Each entry below must be given again word for word, with no pictures.
------------------------
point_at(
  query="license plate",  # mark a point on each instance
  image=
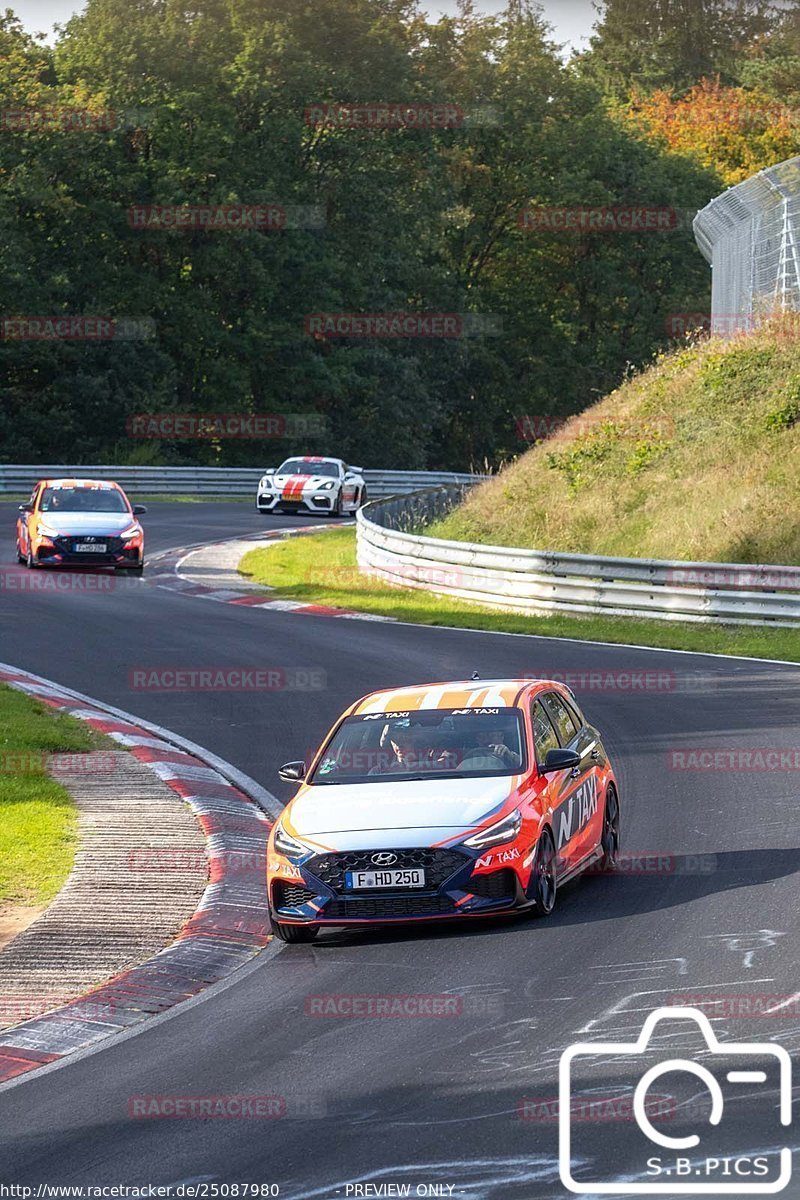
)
(414, 877)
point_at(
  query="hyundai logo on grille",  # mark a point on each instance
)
(384, 859)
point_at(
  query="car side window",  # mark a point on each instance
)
(565, 724)
(575, 712)
(543, 733)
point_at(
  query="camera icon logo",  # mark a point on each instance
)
(734, 1067)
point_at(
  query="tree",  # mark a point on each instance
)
(672, 45)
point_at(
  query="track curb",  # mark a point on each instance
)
(228, 929)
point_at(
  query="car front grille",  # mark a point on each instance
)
(64, 545)
(290, 895)
(437, 864)
(497, 886)
(361, 909)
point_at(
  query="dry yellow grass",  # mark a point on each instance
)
(697, 457)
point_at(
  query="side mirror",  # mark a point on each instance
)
(292, 772)
(559, 760)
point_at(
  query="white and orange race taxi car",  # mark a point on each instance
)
(455, 799)
(80, 522)
(312, 485)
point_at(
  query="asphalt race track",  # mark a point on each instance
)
(425, 1101)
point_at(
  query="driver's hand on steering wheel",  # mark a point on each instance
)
(501, 751)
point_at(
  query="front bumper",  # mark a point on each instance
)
(314, 892)
(314, 502)
(62, 553)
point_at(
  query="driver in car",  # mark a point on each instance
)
(407, 755)
(492, 739)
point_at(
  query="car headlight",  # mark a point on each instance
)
(287, 845)
(503, 831)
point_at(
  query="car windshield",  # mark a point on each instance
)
(302, 467)
(83, 499)
(441, 744)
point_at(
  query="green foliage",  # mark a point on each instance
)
(414, 220)
(674, 43)
(788, 414)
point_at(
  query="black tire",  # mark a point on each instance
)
(542, 888)
(294, 933)
(611, 838)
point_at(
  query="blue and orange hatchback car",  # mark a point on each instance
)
(453, 799)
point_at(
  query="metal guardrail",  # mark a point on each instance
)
(234, 481)
(391, 547)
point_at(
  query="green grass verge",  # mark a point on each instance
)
(37, 819)
(695, 459)
(322, 569)
(146, 498)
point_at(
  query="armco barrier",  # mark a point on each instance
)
(234, 481)
(529, 581)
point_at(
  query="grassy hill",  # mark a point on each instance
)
(697, 457)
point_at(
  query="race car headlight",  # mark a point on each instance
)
(503, 831)
(287, 845)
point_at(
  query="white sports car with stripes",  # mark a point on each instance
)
(312, 485)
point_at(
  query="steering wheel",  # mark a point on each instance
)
(479, 753)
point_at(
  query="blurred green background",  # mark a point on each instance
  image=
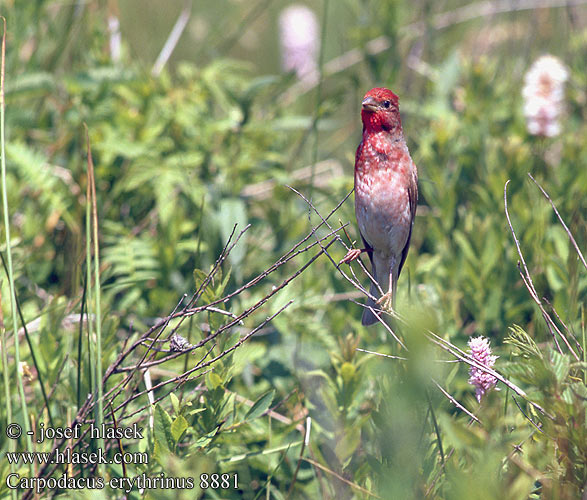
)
(213, 140)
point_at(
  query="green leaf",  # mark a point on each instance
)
(178, 427)
(347, 371)
(261, 405)
(162, 434)
(560, 366)
(213, 380)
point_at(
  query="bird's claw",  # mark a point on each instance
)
(386, 302)
(350, 256)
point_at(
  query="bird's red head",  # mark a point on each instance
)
(380, 111)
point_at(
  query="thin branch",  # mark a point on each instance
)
(172, 39)
(530, 284)
(569, 234)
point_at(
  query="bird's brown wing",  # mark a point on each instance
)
(413, 201)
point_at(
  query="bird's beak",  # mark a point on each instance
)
(370, 105)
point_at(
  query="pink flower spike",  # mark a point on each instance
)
(481, 352)
(543, 94)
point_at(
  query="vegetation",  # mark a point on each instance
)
(211, 311)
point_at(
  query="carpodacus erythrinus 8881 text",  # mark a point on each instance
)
(386, 195)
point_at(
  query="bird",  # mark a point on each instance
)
(386, 196)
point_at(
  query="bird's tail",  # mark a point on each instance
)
(368, 317)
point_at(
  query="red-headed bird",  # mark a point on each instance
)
(386, 195)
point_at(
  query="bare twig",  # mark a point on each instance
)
(530, 284)
(172, 39)
(569, 234)
(455, 402)
(439, 21)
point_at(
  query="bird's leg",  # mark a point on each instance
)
(386, 301)
(353, 254)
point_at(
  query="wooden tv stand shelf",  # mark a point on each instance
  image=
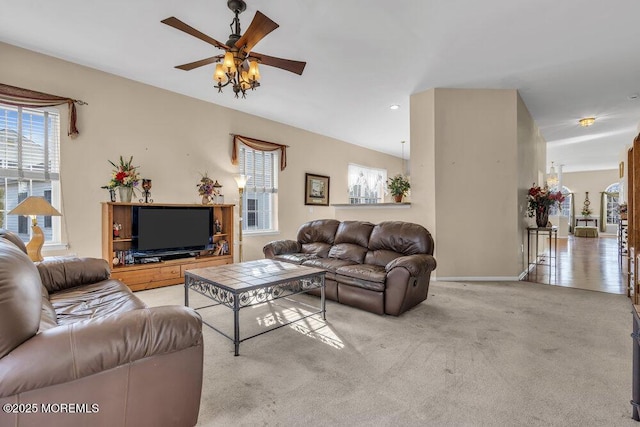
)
(156, 274)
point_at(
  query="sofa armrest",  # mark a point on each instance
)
(279, 247)
(66, 353)
(417, 265)
(63, 273)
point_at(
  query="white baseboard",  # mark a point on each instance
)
(480, 279)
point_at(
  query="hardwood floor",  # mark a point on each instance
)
(585, 263)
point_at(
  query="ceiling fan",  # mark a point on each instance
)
(238, 66)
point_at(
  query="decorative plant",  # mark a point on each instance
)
(398, 185)
(622, 207)
(205, 187)
(541, 199)
(124, 174)
(586, 210)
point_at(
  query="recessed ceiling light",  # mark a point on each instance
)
(587, 121)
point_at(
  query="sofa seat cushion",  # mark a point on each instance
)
(297, 258)
(328, 264)
(365, 276)
(91, 301)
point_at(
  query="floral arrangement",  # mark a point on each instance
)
(540, 199)
(124, 174)
(398, 185)
(205, 187)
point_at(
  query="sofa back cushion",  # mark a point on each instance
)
(391, 239)
(20, 297)
(67, 272)
(351, 241)
(316, 237)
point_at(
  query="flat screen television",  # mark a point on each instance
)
(157, 229)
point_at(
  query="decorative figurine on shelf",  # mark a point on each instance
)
(146, 186)
(112, 192)
(586, 210)
(218, 198)
(116, 230)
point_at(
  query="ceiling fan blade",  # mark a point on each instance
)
(179, 25)
(259, 27)
(196, 64)
(285, 64)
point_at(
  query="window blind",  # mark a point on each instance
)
(29, 143)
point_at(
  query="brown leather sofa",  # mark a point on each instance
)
(79, 349)
(383, 268)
------------------------
*Result of the exercise*
point_at(
  query="license plate",  # mark a point on each instance
  image=
)
(414, 877)
point_at(
  query="hyundai logo on grille",  # mark a point on each instance
)
(384, 859)
point_at(
  query="car side window",  # mark a point on each instance
)
(565, 724)
(575, 712)
(543, 733)
point_at(
  query="camera icon logo",  # mark a point on each instance
)
(734, 1067)
point_at(
  query="tree",  # mark a point on each instance
)
(672, 45)
point_at(
  query="track curb",  # mark a point on each instance
)
(228, 929)
point_at(
  query="car front grille",  # mark a point on each instance
)
(64, 545)
(290, 895)
(437, 864)
(497, 886)
(361, 909)
point_at(
  query="dry yellow grass",  # mark a point on each instance
)
(697, 457)
point_at(
  query="side mirror",  # mark a point on each instance
)
(292, 772)
(559, 760)
point_at(
  query="white and orange race taxi car",  # mark a point on each instance
)
(455, 799)
(80, 522)
(312, 485)
point_at(
  query="asphalt race track",  # mark a point on each instance
)
(425, 1101)
point_at(
  query="driver's hand on steering wheel",  # mark a point on each instance
)
(501, 751)
point_at(
  query="front bumper",  # mark a point on each instance
)
(314, 892)
(314, 502)
(62, 553)
point_at(
  query="driver in car",  # mark a point on each instance
)
(407, 755)
(492, 739)
point_at(
  query="car headlight",  # mark a point on each instance
)
(287, 845)
(503, 831)
point_at(
  query="car windshield",  # mark a point on each instance
)
(302, 467)
(83, 499)
(441, 744)
point_at(
  query="green foliage",  # mark a point on each instance
)
(414, 220)
(674, 43)
(788, 414)
point_at(
  query="black tire",  # mark a point on each instance
)
(542, 888)
(294, 933)
(611, 838)
point_at(
  query="blue and orange hatchback car",  # mark a point on each instance
)
(453, 799)
point_at(
  query="metal guardrail",  # mark a point on each instance
)
(234, 481)
(391, 547)
point_at(
  query="green grass verge",  # mark a point on each instance
)
(37, 819)
(695, 459)
(322, 569)
(146, 498)
point_at(
  query="armco barrier",  # mark a point on each instance
)
(234, 481)
(529, 581)
point_at(
  query="grassy hill",  # mark a point on each instance
)
(697, 457)
point_at(
  query="race car headlight",  # mark a point on each instance
)
(503, 831)
(287, 845)
point_at(
  query="white sports car with stripes",  # mark a point on each instance
)
(312, 485)
point_at(
  query="steering wheel",  # mark a point on each instance
)
(479, 753)
point_at(
  query="blurred green background",  # mark a point on each instance
  image=
)
(213, 140)
point_at(
  query="green leaf",  # mark a point on each instance
)
(178, 427)
(347, 371)
(261, 405)
(162, 434)
(560, 366)
(213, 380)
point_at(
  query="bird's claw",  # mark a point on each instance
)
(386, 302)
(350, 256)
point_at(
  query="bird's red head",  # mark a point on each instance
)
(380, 111)
point_at(
  query="thin branch",  # mark a point on each instance
)
(172, 39)
(530, 284)
(569, 234)
point_at(
  query="bird's brown wing",  # mark a point on each instance
)
(413, 201)
point_at(
  query="bird's beak",  # mark a point on each instance
)
(370, 105)
point_at(
  query="pink flower spike",  # mark a point on each instance
)
(481, 352)
(543, 94)
point_at(
  query="vegetation",  # mark a point on each instance
)
(211, 311)
point_at(
  query="carpodacus erythrinus 8881 text",  # mark a point on each instance
)
(386, 195)
point_at(
  query="bird",  # mark a point on each instance
)
(386, 196)
point_at(
  query="bird's tail",  # mark a point on each instance
)
(368, 317)
point_at(
  query="red-headed bird",  # mark a point on each instance
)
(386, 195)
point_at(
  query="bare twig",  # mark a point on each instance
)
(530, 284)
(172, 39)
(569, 234)
(455, 402)
(439, 21)
point_at(
  query="bird's leg",  # mark a point on each instance
)
(386, 301)
(353, 254)
point_at(
  query="wooden tv stand shelf",  # mark a point on each instance
  image=
)
(156, 274)
point_at(
  query="sofa armrest",  # mark a point on each instance
)
(279, 247)
(66, 353)
(417, 265)
(63, 273)
point_at(
  query="white baseboard",  # mark a point on each instance
)
(480, 279)
point_at(
  query="hardwood floor",  # mark a point on each instance
)
(585, 263)
point_at(
  query="ceiling fan",  # mark a point on each instance
)
(238, 66)
point_at(
  query="decorative plant",  # mark a point on each instance
)
(398, 185)
(622, 207)
(205, 187)
(541, 199)
(124, 174)
(586, 210)
point_at(
  query="recessed ceiling light",  # mark a point on each instance
)
(587, 121)
point_at(
  query="sofa seat cushion",  # mark a point on each instance
)
(297, 258)
(328, 264)
(365, 276)
(91, 301)
point_at(
  query="floral arrangement",  # mark a point on each instance
)
(540, 199)
(124, 174)
(398, 185)
(205, 187)
point_at(
  query="sofa back cushion",  # mark a point on each instance
)
(391, 239)
(20, 297)
(67, 272)
(351, 241)
(316, 237)
point_at(
  query="flat screen television",  # mark a point on each instance
)
(157, 229)
point_at(
  query="decorative figurine on shelf",  # mark a point on each instance
)
(146, 186)
(112, 192)
(586, 210)
(218, 198)
(116, 230)
point_at(
  query="ceiling fan blade",  # mark a point on each instance
)
(179, 25)
(259, 27)
(196, 64)
(285, 64)
point_at(
  query="window blind",  # mark a point on each instance
)
(29, 143)
point_at(
  query="brown leather sofa",  # mark a point on each instance
)
(79, 349)
(383, 268)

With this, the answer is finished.